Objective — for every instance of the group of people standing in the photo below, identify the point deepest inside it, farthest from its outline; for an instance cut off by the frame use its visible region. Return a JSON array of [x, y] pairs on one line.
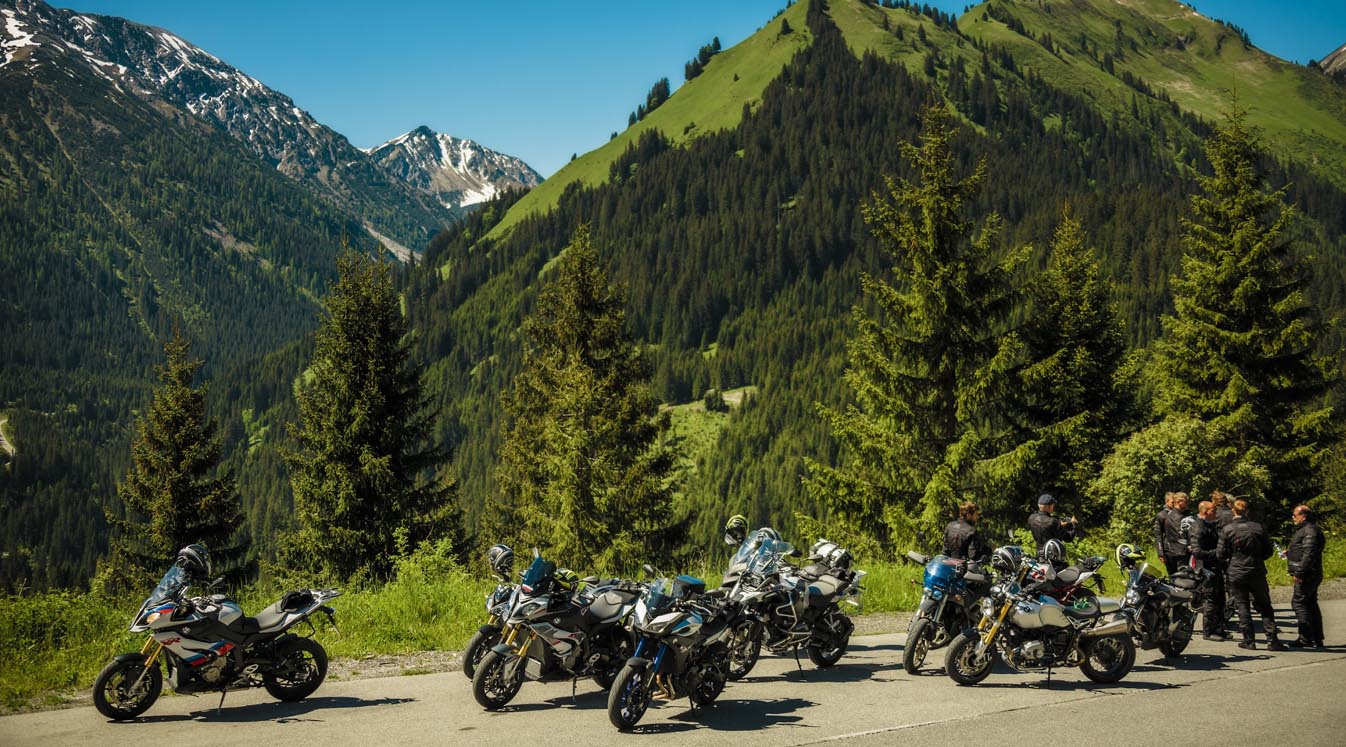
[[1222, 540]]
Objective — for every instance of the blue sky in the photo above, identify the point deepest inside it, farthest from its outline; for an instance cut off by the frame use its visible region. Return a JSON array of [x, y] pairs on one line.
[[536, 80]]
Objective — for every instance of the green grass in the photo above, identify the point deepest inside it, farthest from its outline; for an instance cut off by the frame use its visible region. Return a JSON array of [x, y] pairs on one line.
[[54, 644], [710, 102]]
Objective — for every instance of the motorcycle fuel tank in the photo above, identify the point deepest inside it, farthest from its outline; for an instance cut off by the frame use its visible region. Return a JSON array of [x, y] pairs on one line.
[[1043, 613]]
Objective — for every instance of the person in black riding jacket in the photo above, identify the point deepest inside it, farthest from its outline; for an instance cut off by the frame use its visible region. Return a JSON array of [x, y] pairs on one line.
[[961, 539], [1159, 525], [1046, 526], [1175, 540], [1203, 540], [1306, 565], [1244, 547]]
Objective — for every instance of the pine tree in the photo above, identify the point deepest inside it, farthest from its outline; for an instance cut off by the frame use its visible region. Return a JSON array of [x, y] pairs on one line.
[[1241, 351], [365, 477], [929, 369], [170, 498], [1074, 400], [583, 470]]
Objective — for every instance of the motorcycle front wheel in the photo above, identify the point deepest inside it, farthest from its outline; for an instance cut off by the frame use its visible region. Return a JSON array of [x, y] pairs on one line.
[[964, 665], [917, 646], [303, 665], [629, 699], [1108, 658], [116, 695], [493, 687], [745, 649], [477, 649]]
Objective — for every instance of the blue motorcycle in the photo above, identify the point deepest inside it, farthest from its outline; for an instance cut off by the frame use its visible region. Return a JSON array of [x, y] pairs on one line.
[[948, 606]]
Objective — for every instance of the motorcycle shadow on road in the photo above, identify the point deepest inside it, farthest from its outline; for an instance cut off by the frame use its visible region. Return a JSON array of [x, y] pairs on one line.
[[734, 715], [277, 712]]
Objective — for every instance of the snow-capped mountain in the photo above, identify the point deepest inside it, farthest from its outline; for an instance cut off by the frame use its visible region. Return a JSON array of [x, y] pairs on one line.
[[459, 172], [158, 66]]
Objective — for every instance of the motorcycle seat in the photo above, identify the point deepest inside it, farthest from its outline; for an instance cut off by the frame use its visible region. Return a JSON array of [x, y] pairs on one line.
[[606, 607], [1068, 576], [1084, 609]]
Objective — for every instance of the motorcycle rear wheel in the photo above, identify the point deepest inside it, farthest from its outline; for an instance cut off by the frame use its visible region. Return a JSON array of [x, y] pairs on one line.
[[491, 684], [1108, 658], [303, 666], [111, 691], [917, 646], [477, 649], [963, 664], [745, 649], [629, 699]]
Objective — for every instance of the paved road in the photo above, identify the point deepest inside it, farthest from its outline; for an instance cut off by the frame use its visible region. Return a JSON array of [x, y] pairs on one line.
[[1216, 695]]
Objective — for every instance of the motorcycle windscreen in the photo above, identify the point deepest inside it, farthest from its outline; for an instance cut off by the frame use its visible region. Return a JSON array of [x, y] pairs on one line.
[[537, 576]]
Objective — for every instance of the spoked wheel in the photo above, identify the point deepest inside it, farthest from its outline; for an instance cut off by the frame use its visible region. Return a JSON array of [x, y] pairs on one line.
[[303, 665], [1108, 658], [477, 648], [629, 699], [963, 662], [745, 649], [494, 684], [116, 693], [917, 646], [1178, 644], [710, 681]]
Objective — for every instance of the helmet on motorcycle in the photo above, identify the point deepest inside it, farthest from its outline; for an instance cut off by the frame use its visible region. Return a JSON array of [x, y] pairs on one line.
[[1054, 552], [1007, 559], [1127, 553], [735, 529], [194, 560], [567, 579], [501, 559]]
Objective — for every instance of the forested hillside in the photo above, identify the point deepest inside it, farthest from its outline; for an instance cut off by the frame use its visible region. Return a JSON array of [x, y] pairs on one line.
[[742, 246]]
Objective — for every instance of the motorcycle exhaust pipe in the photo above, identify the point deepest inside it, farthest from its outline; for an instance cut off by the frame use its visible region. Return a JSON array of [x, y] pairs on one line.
[[1119, 625]]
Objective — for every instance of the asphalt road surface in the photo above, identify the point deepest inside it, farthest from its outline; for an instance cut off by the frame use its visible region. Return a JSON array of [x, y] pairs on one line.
[[1217, 693]]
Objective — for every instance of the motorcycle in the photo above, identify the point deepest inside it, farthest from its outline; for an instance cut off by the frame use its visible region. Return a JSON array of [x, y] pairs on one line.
[[1162, 611], [551, 633], [1033, 631], [786, 607], [937, 621], [207, 645], [681, 649]]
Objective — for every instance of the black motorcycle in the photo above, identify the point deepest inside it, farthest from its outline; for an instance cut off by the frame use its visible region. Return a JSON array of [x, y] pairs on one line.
[[785, 607], [207, 645], [950, 599], [680, 652], [553, 633], [1162, 611], [1033, 631]]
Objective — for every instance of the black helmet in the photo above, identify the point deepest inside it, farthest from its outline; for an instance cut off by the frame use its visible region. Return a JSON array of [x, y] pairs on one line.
[[1054, 552], [501, 559], [194, 560], [735, 529], [1006, 559]]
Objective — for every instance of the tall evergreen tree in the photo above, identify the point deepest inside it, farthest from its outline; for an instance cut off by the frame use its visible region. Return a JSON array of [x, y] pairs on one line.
[[1076, 403], [366, 479], [170, 498], [929, 369], [583, 470], [1241, 351]]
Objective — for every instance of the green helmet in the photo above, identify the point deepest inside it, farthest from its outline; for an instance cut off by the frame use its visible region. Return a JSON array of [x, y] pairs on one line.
[[735, 529]]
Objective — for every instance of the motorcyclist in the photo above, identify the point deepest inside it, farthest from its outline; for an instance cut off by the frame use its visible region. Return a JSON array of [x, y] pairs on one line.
[[961, 539], [1046, 526], [1175, 537], [1244, 547], [1202, 541]]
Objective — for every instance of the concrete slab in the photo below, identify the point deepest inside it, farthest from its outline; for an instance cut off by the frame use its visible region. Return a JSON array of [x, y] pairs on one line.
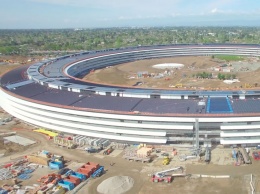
[[20, 140]]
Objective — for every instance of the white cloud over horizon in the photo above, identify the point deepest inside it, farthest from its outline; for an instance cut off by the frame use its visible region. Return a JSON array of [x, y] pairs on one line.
[[86, 13]]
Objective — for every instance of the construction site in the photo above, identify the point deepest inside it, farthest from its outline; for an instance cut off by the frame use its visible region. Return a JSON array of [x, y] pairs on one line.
[[49, 162], [143, 74], [39, 160]]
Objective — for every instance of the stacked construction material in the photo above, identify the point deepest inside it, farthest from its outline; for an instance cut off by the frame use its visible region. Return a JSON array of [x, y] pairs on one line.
[[17, 169]]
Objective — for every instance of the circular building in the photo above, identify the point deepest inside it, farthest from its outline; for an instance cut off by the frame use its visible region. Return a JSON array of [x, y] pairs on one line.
[[50, 94]]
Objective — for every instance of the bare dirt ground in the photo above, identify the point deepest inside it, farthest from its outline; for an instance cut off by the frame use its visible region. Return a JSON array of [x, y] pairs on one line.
[[120, 74], [8, 63], [221, 164]]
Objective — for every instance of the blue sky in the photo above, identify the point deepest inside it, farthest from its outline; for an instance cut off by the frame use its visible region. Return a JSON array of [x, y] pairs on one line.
[[17, 14]]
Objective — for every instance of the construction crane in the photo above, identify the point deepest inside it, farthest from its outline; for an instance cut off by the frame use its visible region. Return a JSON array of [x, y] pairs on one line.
[[163, 177]]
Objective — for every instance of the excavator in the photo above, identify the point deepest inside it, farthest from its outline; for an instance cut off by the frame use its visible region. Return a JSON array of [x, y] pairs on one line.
[[162, 176]]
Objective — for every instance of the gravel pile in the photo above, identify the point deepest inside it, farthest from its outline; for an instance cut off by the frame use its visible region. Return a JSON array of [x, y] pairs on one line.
[[116, 185]]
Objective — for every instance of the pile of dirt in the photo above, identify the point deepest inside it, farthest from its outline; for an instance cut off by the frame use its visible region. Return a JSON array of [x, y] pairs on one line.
[[116, 185]]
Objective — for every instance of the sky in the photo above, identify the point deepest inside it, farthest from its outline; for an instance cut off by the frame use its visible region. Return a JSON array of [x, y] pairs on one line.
[[49, 14]]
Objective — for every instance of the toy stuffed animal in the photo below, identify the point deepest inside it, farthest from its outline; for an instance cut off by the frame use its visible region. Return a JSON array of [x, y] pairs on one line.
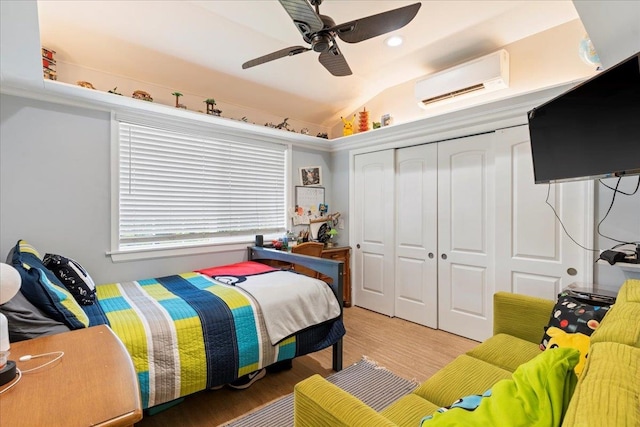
[[347, 128], [560, 338]]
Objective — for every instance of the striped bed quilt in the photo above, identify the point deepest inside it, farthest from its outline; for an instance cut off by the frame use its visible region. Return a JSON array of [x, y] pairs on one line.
[[188, 332]]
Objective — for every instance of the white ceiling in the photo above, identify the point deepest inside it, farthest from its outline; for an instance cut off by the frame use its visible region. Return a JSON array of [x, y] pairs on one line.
[[199, 46]]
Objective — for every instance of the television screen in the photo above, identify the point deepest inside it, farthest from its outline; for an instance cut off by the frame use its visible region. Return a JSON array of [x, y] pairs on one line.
[[590, 131]]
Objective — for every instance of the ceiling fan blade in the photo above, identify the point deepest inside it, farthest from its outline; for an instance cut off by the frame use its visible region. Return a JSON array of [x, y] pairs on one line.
[[304, 17], [290, 51], [335, 62], [375, 25]]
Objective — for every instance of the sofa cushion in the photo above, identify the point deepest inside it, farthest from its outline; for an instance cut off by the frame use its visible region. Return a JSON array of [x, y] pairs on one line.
[[573, 316], [578, 341], [536, 396], [464, 376], [608, 393], [408, 410], [621, 325], [630, 291], [521, 316], [505, 351], [319, 403]]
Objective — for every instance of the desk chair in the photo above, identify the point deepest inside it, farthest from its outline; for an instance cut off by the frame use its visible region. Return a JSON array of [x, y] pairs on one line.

────────────────

* **WHAT THE TASK REQUIRES**:
The answer is the line containing "Objective — for every instance of the sofa" together with every line after it in the records, repeated exactly and with nothing else.

* **SOLVED EXERCISE**:
Objective — for every instance of the sofa cushion in the photo above, identify the point deepest inside it, farthest from its outline; for an instance cut off by the frame use its visible region. Return a JSON array of [x, y] pairs on one line.
[[573, 316], [578, 341], [536, 396], [464, 376], [608, 393], [408, 410], [621, 325], [630, 291], [521, 316], [505, 351], [319, 403]]
Objective — for every instance of the desk chair in the photo above, identify the point deepest inside it, farthest from its outline; for an instance cut off by the frame use its visible region. Return a JSON array of [x, y] pairs on one line.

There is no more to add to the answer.